## Documento de referência

****

São dados completamente anonimizados, que sequer incluem localização de GPS, e estão agregados em centenas ou milhares de aparelhos de celular. A chance de aquela informação ser utilizada para invadir a privacidade de quem quer que seja inexiste. Estes dados ficam disponíveis em um "data lake", uma nuvem pública que pode ser acessada por especialistas e cientistas em busca de padrões de comportamento que ajudem no combate à doença. E só estarão lá enquanto durar a pandemia.
Nem se entra na discussão sobre o quanto seria aceitável em um momento de calamidade avançar sobre direitos individuais, como seria perfeitamente discutível quando a saúde do conjunto da população está em risco. No caso criticado pelo deputado Eduardo Bolsonaro, a quebra do sigilo de comunicação e privacidade é zero. E o uso anonimizado das informações é juridicamente possível diante do Lei Geral de Proteção de Dados, como diz a Advocacia Geral da União. Qualquer coisa é uma decisão política.
É óbvio que as operadoras de celular sabem muito sobre os usuários, especialmente sobre a localização. Sem isso a rede não teria como funcionar. Da mesma forma, empresas de Internet e redes sociais também têm toneladas de informações sobre cada pessoa, e essa é a realidade digital em que vivemos. Usar esses dados com responsabilidade é o desafio de todos os países, por isso o Brasil tem uma Lei Geral de Proteção de Dados, que aliás ainda não entrou em vigor .
Mas no caso específico, o que as operadoras de telecomunicações e os governos (Federal e estaduais) estão fazendo é apenas uma das potencialidades mais básicas das tecnologias digitais entre tudo o que se pode extrair de informação das redes. Na verdade, o acordo com o MCTIC, segundo apurou este noticiário, foi também uma maneira de padronizar a forma de entrega e o tipo de informação partilhada, justamente para não haver contestações e insinuações de uso político em favor de um ou outro governo.
No combate ao Coronavírus, muitas outras iniciativas poderiam ser buscadas, como o desenvolvimento de aplicativos em que as pessoas pudessem manifestar anonimamente se foram ou não testadas e se estão imunes, se estão com sintomas, e esses dados poderiam sim ser cruzados com mapas de movimentação para se detectar com precisão áreas de maior risco e com maior necessidade de atuação das autoridades sanitárias. Esse debate é intenso na Europa, por exemplo, e abre possibilidade de desenvolvimento de ferramentas muito poderosas para políticas públicas adequadas.

****

## Listagem de dados
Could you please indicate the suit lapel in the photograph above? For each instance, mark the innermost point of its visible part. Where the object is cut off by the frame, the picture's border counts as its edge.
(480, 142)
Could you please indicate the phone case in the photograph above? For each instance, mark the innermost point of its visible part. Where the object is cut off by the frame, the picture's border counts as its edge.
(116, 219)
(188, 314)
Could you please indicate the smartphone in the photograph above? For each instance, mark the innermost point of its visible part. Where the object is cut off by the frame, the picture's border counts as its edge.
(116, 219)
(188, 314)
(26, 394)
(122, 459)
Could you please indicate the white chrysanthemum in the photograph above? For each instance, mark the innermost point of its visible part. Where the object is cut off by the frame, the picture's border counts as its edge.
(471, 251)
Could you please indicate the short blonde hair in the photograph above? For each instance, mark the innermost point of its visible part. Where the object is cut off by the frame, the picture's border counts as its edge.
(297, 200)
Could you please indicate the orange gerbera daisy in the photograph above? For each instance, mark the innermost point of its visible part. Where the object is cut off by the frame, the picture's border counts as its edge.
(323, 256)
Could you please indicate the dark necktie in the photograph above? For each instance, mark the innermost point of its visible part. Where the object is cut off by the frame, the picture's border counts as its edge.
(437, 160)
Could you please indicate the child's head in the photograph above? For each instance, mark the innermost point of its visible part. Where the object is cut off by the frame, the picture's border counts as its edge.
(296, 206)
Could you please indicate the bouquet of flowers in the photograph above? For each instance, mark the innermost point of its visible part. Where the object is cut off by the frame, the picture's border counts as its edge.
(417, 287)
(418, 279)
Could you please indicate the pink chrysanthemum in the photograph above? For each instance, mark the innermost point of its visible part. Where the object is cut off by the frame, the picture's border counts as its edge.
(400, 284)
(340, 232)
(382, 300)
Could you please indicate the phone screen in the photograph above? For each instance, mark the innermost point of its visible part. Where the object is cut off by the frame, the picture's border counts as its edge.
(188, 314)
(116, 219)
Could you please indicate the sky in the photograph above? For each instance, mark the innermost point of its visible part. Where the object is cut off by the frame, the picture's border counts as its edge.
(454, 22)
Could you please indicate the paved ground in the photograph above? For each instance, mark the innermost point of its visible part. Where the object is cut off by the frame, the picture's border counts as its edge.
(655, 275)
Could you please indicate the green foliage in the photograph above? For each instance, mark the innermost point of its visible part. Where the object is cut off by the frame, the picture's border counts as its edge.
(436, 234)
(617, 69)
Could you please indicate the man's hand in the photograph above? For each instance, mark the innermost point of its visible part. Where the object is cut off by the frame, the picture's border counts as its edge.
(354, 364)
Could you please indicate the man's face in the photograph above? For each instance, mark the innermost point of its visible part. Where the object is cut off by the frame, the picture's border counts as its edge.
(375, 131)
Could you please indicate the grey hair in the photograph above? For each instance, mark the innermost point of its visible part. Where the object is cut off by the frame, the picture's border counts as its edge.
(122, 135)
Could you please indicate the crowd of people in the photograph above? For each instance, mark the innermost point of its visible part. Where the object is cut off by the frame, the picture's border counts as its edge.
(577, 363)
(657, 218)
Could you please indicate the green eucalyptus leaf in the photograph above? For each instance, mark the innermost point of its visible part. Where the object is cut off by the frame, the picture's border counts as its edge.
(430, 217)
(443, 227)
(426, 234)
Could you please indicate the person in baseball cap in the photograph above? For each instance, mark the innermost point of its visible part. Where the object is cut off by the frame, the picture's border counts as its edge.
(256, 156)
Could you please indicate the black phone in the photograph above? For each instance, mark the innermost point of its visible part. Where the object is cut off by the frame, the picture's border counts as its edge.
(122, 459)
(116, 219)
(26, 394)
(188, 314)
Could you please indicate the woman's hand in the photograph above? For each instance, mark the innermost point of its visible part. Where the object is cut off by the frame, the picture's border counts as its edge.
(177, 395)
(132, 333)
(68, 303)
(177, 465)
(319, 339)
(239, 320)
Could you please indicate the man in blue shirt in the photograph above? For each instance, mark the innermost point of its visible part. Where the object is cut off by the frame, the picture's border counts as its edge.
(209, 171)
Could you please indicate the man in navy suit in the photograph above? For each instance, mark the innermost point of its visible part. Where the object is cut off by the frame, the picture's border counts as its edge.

****

## Enunciado
Extraia do texto sobre o uso de dados de celulares na pandemia o trecho que começa em "Nem se entra" e vai até "uma decisão política.", incluindo estas palavras, sem nenhuma alteração. A listagem não tem nenhum papel no que se pede aqui.

## Resposta
Nem se entra na discussão sobre o quanto seria aceitável em um momento de calamidade avançar sobre direitos individuais, como seria perfeitamente discutível quando a saúde do conjunto da população está em risco. No caso criticado pelo deputado Eduardo Bolsonaro, a quebra do sigilo de comunicação e privacidade é zero. E o uso anonimizado das informações é juridicamente possível diante do Lei Geral de Proteção de Dados, como diz a Advocacia Geral da União. Qualquer coisa é uma decisão política.